Point labels for objects

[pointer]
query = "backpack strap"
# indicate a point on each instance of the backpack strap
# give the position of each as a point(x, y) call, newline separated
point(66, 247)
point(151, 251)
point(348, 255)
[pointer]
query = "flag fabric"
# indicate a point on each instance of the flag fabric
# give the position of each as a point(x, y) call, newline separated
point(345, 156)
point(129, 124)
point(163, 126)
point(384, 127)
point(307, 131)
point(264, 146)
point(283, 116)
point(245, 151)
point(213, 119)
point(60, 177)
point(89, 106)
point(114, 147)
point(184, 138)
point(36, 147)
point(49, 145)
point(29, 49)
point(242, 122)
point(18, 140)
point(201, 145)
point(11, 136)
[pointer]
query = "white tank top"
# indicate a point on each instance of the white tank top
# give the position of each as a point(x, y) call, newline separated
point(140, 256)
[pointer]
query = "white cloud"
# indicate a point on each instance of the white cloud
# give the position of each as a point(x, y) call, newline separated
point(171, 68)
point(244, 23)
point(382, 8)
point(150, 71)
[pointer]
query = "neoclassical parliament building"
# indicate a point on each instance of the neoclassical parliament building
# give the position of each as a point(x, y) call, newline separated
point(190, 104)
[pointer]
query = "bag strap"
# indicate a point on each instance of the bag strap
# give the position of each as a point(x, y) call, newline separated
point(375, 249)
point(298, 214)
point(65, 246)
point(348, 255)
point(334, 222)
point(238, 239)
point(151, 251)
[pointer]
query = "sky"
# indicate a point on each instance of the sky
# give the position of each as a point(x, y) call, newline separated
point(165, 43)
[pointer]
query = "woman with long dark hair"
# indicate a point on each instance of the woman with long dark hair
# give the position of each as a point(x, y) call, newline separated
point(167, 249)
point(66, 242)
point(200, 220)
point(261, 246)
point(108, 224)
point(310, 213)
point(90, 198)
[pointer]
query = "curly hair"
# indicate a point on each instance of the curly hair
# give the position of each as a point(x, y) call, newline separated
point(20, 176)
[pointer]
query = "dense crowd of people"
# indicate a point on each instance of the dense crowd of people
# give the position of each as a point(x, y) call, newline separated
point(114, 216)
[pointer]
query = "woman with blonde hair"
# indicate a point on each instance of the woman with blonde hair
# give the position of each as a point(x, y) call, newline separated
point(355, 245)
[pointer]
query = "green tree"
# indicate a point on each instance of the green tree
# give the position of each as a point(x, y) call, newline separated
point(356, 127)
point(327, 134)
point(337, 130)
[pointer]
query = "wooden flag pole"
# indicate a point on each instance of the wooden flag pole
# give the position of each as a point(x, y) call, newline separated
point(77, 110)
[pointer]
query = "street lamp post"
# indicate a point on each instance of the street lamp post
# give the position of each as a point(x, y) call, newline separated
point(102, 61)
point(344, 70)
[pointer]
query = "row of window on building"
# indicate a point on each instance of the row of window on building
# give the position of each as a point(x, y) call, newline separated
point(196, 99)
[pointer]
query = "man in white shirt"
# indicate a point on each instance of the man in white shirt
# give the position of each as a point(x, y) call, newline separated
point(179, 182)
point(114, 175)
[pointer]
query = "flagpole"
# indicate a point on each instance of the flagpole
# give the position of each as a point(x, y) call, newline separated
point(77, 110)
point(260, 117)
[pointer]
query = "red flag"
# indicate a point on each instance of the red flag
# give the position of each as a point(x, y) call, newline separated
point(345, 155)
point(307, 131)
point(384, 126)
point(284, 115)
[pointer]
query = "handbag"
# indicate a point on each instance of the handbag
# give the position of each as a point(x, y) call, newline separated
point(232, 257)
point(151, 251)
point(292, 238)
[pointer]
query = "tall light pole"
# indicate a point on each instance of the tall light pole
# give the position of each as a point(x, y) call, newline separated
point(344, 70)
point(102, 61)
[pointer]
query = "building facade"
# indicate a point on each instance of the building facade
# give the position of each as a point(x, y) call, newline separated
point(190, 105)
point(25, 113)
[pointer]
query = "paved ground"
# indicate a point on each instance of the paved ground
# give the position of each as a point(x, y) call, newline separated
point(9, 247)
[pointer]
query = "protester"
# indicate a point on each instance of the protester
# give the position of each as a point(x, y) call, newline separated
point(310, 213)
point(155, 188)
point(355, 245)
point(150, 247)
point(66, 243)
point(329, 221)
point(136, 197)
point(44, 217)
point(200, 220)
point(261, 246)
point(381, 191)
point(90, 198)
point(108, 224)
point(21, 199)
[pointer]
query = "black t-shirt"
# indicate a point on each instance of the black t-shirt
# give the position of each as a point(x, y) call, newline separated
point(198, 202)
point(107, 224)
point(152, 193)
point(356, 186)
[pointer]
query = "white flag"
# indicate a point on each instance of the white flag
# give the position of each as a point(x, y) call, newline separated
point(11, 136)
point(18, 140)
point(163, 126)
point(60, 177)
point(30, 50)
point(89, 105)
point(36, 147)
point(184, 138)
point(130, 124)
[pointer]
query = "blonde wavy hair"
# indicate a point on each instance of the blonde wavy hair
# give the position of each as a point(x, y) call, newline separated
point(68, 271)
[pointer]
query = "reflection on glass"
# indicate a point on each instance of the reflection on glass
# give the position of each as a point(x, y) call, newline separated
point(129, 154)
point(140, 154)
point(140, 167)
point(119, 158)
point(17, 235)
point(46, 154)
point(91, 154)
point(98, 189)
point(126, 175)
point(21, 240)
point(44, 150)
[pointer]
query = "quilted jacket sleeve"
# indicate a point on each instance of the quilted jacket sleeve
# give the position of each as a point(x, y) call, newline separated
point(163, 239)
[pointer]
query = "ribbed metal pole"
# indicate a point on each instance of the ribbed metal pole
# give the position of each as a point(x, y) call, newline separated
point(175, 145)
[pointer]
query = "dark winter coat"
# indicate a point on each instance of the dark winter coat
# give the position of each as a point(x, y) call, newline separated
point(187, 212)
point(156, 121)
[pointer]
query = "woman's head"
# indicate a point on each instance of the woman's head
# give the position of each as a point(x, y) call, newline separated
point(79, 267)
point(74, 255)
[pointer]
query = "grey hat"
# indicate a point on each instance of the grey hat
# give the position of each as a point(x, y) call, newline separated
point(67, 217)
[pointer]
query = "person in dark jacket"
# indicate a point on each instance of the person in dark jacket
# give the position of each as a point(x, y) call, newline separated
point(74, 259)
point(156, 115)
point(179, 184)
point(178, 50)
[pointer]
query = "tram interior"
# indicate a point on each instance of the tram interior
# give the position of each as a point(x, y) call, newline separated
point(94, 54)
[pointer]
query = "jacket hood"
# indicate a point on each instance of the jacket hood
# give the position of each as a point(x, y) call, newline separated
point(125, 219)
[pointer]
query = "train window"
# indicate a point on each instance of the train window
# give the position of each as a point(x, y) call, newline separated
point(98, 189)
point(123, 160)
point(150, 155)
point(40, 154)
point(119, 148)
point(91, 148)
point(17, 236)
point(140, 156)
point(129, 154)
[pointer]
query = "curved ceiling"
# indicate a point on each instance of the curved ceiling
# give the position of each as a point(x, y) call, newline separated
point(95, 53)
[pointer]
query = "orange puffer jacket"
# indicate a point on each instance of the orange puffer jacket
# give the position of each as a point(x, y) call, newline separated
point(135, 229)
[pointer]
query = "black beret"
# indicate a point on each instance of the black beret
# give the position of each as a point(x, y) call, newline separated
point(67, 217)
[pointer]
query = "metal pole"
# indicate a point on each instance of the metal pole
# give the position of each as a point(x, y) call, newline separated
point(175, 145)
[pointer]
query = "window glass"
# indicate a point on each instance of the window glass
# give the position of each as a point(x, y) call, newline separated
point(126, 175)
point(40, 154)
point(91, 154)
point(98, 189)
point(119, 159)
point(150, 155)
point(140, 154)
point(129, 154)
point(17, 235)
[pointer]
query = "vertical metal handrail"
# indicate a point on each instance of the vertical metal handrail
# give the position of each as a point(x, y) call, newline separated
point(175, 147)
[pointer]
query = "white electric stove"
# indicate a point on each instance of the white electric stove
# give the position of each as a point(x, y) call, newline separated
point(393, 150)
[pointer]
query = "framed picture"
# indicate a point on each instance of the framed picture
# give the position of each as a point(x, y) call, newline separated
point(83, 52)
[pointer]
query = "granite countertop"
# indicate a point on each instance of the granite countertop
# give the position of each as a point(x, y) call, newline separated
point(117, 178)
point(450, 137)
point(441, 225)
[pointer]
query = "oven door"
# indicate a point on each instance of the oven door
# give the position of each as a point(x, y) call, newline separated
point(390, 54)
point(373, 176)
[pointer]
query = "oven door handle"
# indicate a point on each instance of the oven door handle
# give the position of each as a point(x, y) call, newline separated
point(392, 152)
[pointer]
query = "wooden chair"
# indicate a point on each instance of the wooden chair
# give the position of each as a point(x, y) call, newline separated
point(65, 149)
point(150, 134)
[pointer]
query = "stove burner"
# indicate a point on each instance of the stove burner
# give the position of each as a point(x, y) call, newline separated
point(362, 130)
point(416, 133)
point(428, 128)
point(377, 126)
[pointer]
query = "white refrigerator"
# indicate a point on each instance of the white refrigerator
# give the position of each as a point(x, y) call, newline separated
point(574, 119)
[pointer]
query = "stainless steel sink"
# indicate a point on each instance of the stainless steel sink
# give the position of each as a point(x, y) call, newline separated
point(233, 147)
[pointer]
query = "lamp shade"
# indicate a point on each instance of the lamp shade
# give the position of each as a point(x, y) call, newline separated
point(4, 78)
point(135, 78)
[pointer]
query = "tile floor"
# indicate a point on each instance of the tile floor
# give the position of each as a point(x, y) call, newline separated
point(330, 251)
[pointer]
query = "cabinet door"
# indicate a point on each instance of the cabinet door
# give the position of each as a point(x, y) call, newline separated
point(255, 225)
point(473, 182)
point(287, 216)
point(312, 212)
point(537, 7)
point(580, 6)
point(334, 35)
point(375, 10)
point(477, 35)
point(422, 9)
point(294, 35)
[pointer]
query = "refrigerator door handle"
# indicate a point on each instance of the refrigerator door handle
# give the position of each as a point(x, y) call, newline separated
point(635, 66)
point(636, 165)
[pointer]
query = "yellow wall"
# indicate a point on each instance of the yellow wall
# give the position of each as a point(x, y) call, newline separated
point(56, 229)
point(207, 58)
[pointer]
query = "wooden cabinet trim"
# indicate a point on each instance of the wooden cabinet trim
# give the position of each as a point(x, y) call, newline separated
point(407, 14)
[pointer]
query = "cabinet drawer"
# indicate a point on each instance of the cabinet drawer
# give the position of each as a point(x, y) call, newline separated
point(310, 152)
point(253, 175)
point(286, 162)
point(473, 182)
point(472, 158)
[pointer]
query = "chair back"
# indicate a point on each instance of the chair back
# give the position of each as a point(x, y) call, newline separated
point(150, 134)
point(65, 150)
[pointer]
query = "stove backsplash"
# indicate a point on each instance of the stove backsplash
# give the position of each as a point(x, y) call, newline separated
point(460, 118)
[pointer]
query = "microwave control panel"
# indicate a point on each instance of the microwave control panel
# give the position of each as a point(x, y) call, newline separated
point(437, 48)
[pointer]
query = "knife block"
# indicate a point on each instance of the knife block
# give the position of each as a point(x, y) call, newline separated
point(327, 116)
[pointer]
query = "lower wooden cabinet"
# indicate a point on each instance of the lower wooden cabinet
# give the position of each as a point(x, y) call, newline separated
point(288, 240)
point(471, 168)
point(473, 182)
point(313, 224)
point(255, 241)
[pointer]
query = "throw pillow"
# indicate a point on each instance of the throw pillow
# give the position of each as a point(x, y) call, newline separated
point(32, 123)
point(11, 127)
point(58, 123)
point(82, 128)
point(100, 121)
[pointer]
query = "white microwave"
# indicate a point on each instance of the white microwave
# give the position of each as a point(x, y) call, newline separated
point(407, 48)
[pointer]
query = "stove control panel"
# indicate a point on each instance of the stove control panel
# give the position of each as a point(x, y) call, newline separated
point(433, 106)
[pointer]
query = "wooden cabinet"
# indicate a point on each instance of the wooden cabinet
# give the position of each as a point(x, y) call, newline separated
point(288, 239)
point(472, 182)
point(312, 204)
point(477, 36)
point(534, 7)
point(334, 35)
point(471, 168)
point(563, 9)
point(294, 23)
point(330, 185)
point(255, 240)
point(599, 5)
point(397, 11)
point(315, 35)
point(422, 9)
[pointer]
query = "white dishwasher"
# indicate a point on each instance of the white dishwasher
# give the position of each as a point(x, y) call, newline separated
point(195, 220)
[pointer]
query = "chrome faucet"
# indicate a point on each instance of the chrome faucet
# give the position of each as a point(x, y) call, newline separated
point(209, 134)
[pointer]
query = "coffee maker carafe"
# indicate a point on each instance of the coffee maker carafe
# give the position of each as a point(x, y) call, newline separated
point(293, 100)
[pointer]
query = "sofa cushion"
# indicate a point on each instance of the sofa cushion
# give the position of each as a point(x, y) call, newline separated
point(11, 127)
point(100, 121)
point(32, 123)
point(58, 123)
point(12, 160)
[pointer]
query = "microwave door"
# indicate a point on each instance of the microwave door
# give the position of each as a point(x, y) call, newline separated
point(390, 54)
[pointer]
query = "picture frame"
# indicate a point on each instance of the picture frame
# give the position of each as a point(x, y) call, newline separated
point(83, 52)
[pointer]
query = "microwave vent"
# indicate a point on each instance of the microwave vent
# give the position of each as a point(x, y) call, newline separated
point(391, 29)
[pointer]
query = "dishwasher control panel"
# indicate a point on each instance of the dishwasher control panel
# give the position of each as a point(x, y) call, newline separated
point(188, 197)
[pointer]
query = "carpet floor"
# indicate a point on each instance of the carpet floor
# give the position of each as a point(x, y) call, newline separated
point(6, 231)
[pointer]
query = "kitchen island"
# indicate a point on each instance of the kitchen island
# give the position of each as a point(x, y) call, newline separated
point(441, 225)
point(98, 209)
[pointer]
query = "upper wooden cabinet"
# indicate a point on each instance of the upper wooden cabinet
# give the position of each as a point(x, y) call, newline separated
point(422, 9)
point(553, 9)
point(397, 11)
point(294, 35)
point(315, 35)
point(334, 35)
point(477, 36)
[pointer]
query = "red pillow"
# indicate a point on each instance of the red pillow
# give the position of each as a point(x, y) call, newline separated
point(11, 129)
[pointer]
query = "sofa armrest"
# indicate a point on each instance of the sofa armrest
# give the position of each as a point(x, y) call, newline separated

Work to do » Pull out every line above that contains the word "dark".

Task answer »
query = "woman with long dark hair"
# indicate a point on each instance of the woman with long dark hair
query = "dark winter coat"
# indicate a point on each instance of the dark winter coat
query = "person in dark jacket"
# indicate a point on each instance of the person in dark jacket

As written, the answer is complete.